### Listed records

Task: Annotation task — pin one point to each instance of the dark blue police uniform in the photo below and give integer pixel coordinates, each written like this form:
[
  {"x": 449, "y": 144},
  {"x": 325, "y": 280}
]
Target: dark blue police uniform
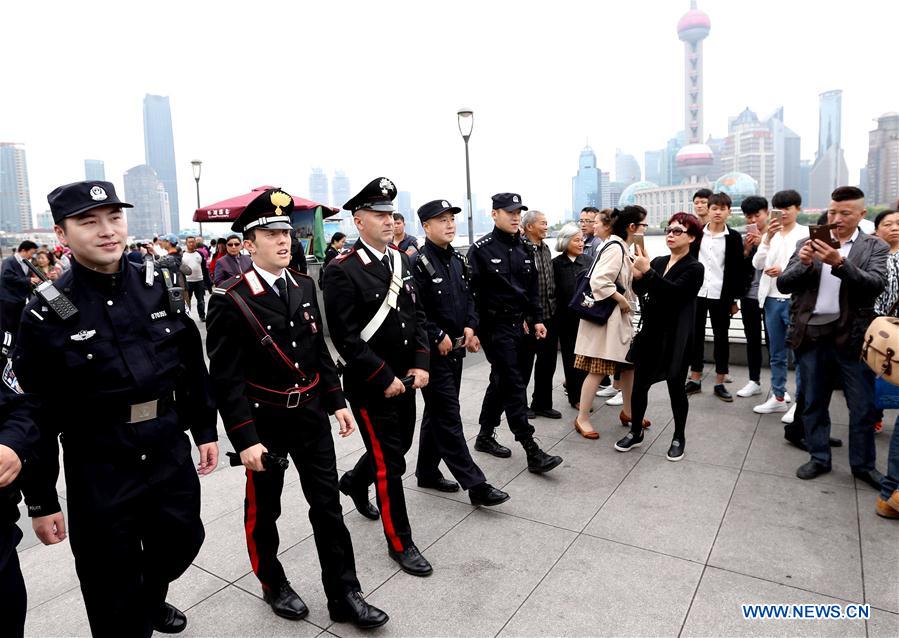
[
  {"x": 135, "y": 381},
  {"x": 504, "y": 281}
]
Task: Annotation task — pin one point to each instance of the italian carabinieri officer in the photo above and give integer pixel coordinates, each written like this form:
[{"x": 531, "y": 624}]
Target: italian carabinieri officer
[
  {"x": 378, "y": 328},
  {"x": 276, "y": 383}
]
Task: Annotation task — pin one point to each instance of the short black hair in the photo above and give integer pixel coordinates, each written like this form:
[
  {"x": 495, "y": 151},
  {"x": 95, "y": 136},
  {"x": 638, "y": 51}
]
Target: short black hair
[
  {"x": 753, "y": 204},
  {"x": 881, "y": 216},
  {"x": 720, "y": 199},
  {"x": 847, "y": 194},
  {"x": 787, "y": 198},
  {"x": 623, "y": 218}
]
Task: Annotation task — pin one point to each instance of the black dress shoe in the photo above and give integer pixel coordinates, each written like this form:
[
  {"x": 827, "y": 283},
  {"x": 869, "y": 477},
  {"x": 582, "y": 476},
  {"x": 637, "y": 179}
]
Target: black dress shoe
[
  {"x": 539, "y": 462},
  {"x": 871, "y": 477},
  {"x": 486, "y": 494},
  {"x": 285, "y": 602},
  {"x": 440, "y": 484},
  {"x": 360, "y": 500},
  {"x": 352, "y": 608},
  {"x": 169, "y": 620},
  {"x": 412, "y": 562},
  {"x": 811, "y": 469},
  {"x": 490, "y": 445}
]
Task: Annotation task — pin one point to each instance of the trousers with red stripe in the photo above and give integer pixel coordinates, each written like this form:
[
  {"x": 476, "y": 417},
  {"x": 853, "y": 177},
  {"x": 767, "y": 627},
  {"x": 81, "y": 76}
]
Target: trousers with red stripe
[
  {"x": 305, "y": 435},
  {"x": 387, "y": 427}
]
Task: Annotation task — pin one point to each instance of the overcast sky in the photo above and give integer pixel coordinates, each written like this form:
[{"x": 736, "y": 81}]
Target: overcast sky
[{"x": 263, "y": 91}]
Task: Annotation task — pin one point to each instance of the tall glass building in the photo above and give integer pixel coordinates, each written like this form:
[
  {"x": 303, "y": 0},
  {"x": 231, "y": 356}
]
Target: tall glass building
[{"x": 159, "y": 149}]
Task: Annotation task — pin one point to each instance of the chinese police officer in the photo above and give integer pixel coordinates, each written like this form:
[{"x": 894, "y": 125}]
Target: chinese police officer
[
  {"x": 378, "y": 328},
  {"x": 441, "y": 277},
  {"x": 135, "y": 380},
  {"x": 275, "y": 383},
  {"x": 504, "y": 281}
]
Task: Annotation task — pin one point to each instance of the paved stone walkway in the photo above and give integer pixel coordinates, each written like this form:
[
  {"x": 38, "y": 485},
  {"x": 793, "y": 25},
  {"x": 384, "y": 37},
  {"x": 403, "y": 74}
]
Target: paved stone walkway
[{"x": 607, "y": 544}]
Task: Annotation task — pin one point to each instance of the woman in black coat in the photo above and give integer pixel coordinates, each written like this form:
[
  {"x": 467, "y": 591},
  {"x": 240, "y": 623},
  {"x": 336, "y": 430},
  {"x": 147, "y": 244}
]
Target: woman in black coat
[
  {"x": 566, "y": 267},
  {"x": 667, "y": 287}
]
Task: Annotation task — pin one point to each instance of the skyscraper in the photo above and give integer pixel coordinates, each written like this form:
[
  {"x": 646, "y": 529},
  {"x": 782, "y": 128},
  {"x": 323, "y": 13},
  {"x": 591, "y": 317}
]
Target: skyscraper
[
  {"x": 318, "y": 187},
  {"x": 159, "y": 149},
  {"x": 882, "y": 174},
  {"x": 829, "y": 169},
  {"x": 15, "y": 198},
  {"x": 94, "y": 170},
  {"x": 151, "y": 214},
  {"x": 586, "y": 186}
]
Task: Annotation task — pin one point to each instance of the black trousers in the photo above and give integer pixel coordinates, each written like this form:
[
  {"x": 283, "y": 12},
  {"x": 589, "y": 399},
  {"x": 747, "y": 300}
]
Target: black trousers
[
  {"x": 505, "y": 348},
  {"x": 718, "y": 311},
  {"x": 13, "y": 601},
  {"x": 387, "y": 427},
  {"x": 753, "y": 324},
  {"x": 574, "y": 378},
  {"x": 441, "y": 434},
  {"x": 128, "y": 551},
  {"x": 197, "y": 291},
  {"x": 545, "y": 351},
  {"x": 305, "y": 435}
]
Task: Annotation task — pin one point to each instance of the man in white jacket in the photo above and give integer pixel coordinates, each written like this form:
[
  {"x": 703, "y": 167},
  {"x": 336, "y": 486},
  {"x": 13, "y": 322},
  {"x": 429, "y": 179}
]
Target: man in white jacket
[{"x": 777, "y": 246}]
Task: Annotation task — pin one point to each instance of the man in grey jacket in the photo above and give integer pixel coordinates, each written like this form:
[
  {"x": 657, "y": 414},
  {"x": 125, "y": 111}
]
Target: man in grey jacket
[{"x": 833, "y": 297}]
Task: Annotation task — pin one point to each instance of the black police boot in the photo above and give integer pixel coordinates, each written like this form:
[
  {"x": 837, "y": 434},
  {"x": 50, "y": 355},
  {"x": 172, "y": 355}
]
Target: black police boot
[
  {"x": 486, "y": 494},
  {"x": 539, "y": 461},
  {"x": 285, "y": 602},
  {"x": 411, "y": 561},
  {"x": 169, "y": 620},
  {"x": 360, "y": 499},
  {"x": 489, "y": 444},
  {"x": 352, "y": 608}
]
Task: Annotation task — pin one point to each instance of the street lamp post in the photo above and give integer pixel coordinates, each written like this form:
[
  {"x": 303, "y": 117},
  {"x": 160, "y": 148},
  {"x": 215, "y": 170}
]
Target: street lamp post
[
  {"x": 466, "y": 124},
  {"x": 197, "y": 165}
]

### What you will do
Your reply should hold only the records, duplicated exactly, without any image.

### Completed task
Task: Annotation task — pin one point to each instance of the dark blue police uniform in the photo below and give integer pixel coordinates, each written like this form:
[
  {"x": 449, "y": 144},
  {"x": 325, "y": 280}
]
Target: dark blue police uniform
[
  {"x": 135, "y": 381},
  {"x": 504, "y": 281}
]
Task: Annotation task — pin one point to each instance of the italian carabinieri officer in the photo above and give integer pixel coordinates, each written like this form:
[{"x": 531, "y": 624}]
Target: italian carabinieri officer
[
  {"x": 378, "y": 328},
  {"x": 276, "y": 383}
]
Task: Annotation task — pin one point to each instance of the short black hair in the photo above and give integer pixel coordinates, each written like this form:
[
  {"x": 495, "y": 151},
  {"x": 95, "y": 136},
  {"x": 638, "y": 51}
]
Target: short black hair
[
  {"x": 753, "y": 204},
  {"x": 881, "y": 216},
  {"x": 720, "y": 199},
  {"x": 847, "y": 194},
  {"x": 787, "y": 198},
  {"x": 623, "y": 218}
]
Task: Annotation task — pin one point to each instance of the black dress shoe in the photo above and give integer pixel coordinates, each written like this form:
[
  {"x": 827, "y": 283},
  {"x": 869, "y": 477},
  {"x": 582, "y": 476},
  {"x": 637, "y": 179}
]
Target: black dress shoe
[
  {"x": 539, "y": 462},
  {"x": 871, "y": 477},
  {"x": 486, "y": 494},
  {"x": 285, "y": 602},
  {"x": 440, "y": 484},
  {"x": 360, "y": 500},
  {"x": 352, "y": 608},
  {"x": 169, "y": 620},
  {"x": 412, "y": 562},
  {"x": 811, "y": 469},
  {"x": 490, "y": 445}
]
Task: Annotation task — pin one point to each instance of the trousers with red stripe in the photo above and give integer pixel coordinates, each written like this form:
[
  {"x": 476, "y": 417},
  {"x": 853, "y": 177},
  {"x": 767, "y": 627},
  {"x": 81, "y": 76}
]
Target: trousers with red stripe
[
  {"x": 305, "y": 435},
  {"x": 387, "y": 427}
]
Task: Annotation task — pin one point to each instance of the overcast sky in the photo above and give integer pixel coordinates, each written like this form:
[{"x": 736, "y": 81}]
Target: overcast sky
[{"x": 263, "y": 91}]
Task: Annotation task — pin one point to each instance of the tall glass building in the photo above and give integer pixel coordinates, each written like this form:
[
  {"x": 303, "y": 0},
  {"x": 231, "y": 356}
]
Target: tall glass building
[{"x": 159, "y": 149}]
Task: Annotation task — pin one point to each instance of the chinese police officer in the photo above and give integer pixel coordinates, each written like this form:
[{"x": 894, "y": 125}]
Target: chinese police officer
[
  {"x": 378, "y": 328},
  {"x": 441, "y": 277},
  {"x": 135, "y": 380},
  {"x": 275, "y": 383},
  {"x": 504, "y": 281}
]
Task: Annotation task — pin one point to each instance of the paved stone walkway in the photo above and give integer pixel coordinates, each written like this form:
[
  {"x": 38, "y": 485},
  {"x": 793, "y": 25},
  {"x": 384, "y": 37},
  {"x": 403, "y": 74}
]
Target: paved stone walkway
[{"x": 607, "y": 544}]
Task: Annotation task — pin one point to each instance of the woman in black coat in the photo above and give integer pixel coordinates, each written like this form:
[
  {"x": 467, "y": 591},
  {"x": 240, "y": 623},
  {"x": 336, "y": 430},
  {"x": 147, "y": 244}
]
Target: woman in black coat
[
  {"x": 566, "y": 267},
  {"x": 667, "y": 287}
]
Task: Annotation task — pin one point to each instance of the skyscraper in the photo above and give integer pixel coordinates, each written like this form:
[
  {"x": 646, "y": 529},
  {"x": 782, "y": 128},
  {"x": 323, "y": 13},
  {"x": 591, "y": 317}
]
Target: skyscraper
[
  {"x": 318, "y": 187},
  {"x": 159, "y": 149},
  {"x": 882, "y": 174},
  {"x": 829, "y": 169},
  {"x": 15, "y": 198},
  {"x": 94, "y": 170},
  {"x": 151, "y": 214},
  {"x": 586, "y": 186}
]
Task: Annotation task — pin one point to each instance of the black trousers in the photo above and give integer pixel coordinates, each written like this form:
[
  {"x": 283, "y": 12},
  {"x": 589, "y": 399},
  {"x": 747, "y": 300}
]
Target: black trousers
[
  {"x": 505, "y": 348},
  {"x": 718, "y": 311},
  {"x": 13, "y": 601},
  {"x": 387, "y": 427},
  {"x": 753, "y": 324},
  {"x": 574, "y": 378},
  {"x": 441, "y": 434},
  {"x": 128, "y": 551},
  {"x": 197, "y": 291},
  {"x": 545, "y": 351},
  {"x": 305, "y": 435}
]
Task: Annotation task — pin one point to each instance of the man in white jacket in the photo above and give integer pixel coordinates, each written like this form:
[
  {"x": 703, "y": 167},
  {"x": 336, "y": 486},
  {"x": 13, "y": 322},
  {"x": 429, "y": 179}
]
Target: man in white jacket
[{"x": 777, "y": 246}]
Task: Annotation task — pin one point to each instance of the man in grey jacket in the photo above and give integer pixel coordinates, each written like this form:
[
  {"x": 657, "y": 414},
  {"x": 125, "y": 111}
]
Target: man in grey jacket
[{"x": 833, "y": 297}]
Task: Annotation task — pin one point to each instance of the black police boot in the photo above and give integer pixel coordinates, each written like this form:
[
  {"x": 837, "y": 434},
  {"x": 50, "y": 355},
  {"x": 172, "y": 355}
]
Target: black police boot
[
  {"x": 486, "y": 494},
  {"x": 539, "y": 461},
  {"x": 285, "y": 602},
  {"x": 411, "y": 561},
  {"x": 169, "y": 620},
  {"x": 360, "y": 499},
  {"x": 489, "y": 444},
  {"x": 352, "y": 608}
]
Task: Annotation task — pin one point to each instance of the street lamp post in the photo above and give integer pixel coordinates, each written like this form:
[
  {"x": 303, "y": 117},
  {"x": 160, "y": 148},
  {"x": 215, "y": 170}
]
Target: street lamp post
[
  {"x": 466, "y": 124},
  {"x": 197, "y": 165}
]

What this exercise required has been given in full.